▸ Given request:
Count the lines in the rows below that contain the string "monkey", treating uppercase and lowercase as different. Reply with the number alone.

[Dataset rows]
— Begin —

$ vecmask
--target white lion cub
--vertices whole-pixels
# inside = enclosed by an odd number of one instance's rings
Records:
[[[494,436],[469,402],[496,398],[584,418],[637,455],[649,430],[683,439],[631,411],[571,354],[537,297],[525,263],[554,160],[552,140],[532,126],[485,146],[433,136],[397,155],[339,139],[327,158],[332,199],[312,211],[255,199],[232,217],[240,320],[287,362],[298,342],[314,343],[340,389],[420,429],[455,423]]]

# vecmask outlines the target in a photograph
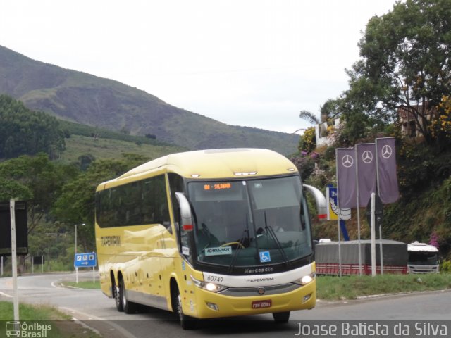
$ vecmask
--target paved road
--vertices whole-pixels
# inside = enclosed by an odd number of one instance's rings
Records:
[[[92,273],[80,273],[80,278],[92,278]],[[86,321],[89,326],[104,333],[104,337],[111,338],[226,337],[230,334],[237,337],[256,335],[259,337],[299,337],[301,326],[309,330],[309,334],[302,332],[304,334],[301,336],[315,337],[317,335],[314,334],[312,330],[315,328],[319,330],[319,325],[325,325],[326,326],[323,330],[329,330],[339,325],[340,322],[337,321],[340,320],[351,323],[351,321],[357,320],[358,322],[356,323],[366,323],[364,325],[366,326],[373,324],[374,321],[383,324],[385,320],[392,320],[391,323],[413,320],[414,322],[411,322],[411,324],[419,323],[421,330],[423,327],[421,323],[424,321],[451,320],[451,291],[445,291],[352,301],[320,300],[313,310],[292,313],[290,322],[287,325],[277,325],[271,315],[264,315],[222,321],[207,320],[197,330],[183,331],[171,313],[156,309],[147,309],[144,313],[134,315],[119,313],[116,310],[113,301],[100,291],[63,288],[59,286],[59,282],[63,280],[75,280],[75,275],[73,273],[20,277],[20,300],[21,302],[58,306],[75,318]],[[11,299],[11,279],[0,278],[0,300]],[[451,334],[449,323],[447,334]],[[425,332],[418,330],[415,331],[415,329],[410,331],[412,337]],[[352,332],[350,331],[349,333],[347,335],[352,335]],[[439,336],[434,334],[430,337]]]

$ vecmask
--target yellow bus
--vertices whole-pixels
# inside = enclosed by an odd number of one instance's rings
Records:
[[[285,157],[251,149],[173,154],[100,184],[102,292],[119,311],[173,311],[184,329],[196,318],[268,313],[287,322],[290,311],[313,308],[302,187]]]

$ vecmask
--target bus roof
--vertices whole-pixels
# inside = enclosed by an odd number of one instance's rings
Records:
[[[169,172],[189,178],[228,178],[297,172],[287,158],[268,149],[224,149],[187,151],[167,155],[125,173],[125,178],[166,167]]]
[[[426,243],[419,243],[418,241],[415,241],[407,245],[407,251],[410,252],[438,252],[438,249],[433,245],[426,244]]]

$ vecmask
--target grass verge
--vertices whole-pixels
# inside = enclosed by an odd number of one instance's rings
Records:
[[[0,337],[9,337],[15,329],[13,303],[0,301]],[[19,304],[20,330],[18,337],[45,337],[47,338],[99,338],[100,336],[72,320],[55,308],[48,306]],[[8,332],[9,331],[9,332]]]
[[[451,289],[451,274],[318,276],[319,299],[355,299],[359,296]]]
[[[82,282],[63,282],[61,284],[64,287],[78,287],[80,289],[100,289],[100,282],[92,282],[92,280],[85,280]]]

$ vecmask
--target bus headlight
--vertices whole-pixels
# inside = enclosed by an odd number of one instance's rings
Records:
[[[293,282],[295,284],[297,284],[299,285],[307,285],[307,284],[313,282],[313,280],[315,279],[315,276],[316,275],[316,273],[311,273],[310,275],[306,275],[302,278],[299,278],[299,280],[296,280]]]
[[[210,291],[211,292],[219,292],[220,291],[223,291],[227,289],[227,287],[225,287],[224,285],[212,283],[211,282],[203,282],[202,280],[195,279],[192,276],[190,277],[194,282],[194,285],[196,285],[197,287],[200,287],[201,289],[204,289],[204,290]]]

— End —
— Begin —

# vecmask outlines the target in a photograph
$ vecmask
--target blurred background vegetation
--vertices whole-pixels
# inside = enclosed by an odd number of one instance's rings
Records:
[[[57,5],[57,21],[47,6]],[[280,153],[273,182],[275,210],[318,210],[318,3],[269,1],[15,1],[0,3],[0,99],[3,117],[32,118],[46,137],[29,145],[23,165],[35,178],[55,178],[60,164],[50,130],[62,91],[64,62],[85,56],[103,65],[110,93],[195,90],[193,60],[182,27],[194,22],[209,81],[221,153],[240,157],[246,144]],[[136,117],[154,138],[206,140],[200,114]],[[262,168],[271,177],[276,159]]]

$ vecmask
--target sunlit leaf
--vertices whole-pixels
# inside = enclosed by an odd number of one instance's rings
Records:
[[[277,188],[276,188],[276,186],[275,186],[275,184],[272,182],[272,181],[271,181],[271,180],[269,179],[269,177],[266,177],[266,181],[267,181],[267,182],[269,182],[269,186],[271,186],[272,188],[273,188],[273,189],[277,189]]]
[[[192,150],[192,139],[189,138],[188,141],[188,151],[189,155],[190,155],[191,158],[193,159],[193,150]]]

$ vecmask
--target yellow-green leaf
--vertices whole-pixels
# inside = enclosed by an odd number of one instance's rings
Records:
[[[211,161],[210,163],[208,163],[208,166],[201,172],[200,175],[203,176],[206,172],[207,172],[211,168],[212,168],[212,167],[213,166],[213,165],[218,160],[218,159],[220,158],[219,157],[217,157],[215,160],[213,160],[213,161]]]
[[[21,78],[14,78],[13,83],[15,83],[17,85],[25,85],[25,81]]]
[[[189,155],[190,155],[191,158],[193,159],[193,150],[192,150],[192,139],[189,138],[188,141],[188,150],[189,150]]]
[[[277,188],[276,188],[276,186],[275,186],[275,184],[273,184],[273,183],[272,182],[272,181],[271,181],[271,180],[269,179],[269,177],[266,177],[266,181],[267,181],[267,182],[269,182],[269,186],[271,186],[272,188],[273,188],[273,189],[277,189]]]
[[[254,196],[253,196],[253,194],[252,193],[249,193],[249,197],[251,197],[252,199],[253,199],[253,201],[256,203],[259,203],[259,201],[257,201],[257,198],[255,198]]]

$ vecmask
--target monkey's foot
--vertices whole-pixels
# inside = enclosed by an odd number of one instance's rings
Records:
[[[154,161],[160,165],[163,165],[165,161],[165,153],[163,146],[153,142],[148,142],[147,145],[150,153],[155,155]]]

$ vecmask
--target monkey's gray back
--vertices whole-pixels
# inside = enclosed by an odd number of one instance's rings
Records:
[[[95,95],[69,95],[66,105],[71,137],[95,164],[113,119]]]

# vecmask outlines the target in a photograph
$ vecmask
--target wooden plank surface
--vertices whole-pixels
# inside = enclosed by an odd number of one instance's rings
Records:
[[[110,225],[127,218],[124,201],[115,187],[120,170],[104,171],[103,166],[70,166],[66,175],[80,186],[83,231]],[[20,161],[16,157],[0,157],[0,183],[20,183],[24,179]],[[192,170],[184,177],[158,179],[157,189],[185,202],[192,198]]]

— End —

▸ Complete output:
2